[Image-grounded pointing data]
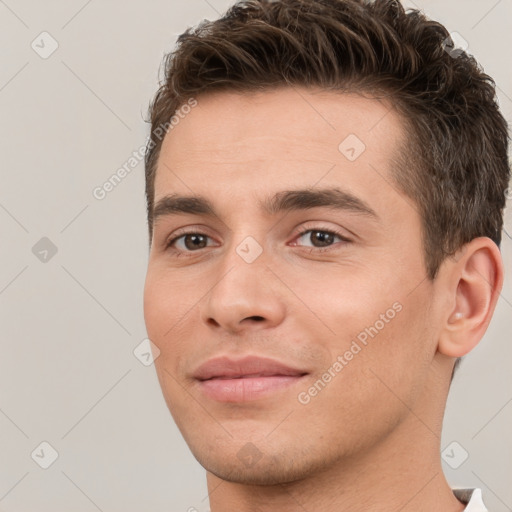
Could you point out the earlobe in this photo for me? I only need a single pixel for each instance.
(475, 281)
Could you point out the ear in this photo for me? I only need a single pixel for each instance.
(474, 282)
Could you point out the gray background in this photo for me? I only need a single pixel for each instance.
(70, 324)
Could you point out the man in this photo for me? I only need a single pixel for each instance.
(326, 183)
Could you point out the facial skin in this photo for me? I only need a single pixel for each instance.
(370, 438)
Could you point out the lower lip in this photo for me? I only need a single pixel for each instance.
(246, 389)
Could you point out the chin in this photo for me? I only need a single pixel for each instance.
(249, 466)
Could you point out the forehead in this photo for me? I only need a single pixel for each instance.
(277, 138)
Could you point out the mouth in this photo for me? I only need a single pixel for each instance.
(251, 378)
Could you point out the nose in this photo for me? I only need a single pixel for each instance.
(244, 295)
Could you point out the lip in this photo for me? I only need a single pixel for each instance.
(240, 380)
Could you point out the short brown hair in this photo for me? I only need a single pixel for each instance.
(455, 166)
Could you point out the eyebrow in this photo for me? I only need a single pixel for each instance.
(284, 201)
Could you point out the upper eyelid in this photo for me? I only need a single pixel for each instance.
(301, 232)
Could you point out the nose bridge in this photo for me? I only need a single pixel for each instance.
(242, 289)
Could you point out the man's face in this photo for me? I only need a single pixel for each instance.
(344, 312)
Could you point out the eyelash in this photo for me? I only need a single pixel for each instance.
(170, 242)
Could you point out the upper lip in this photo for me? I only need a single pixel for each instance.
(249, 366)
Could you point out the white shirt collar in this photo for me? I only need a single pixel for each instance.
(472, 498)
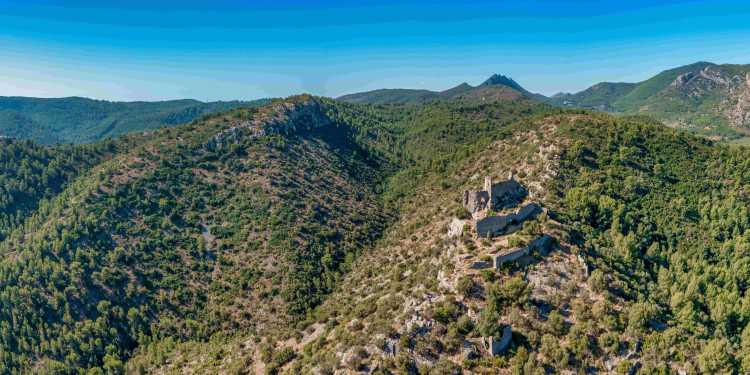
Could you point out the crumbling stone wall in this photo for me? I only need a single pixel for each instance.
(541, 244)
(498, 196)
(504, 224)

EXERCISE PROMPT » Could you repeat, exactly and with nothing else, the lines from the one containing "Could you point out the mouth" through the last line of the records above, leaving out the pictures?

RESULT OF THE TASK »
Could you point out the mouth in this photo for me? I only need a single pixel for each instance.
(251, 378)
Could you point out the nose in this photo for me? I only need a single pixel for each instance.
(244, 295)
Could you point out the lip in this photo for me? I only need a single pixel for each instance.
(240, 380)
Could you point out the short brown hair in this photo for me? I only need a single pixel for each instance.
(455, 166)
Could you point out the eyebrow in this photo for me? I only need a single pixel for each instance.
(284, 201)
Could you point out the upper eyelid in this photo for me? I only need a single pixel for each instance.
(301, 232)
Could you point out the nose bridge in this photo for me? I only need a single pixel for each instance.
(242, 289)
Could you point out the man's face in this photo for me? I only need a single pixel for each instance.
(344, 312)
Could you point out the eyelash in this photo for me? I only need a single pixel for each instance.
(170, 242)
Could you point out the upper lip in this photo for me? I only need a single pixel for each instance.
(249, 366)
Could you point out the white shirt collar in this photo for me? I only need a single pixel for each instance.
(472, 498)
Could you point out the crumbling stone wall in this photo for me? I only need a single pixel for each instance.
(541, 244)
(498, 196)
(504, 224)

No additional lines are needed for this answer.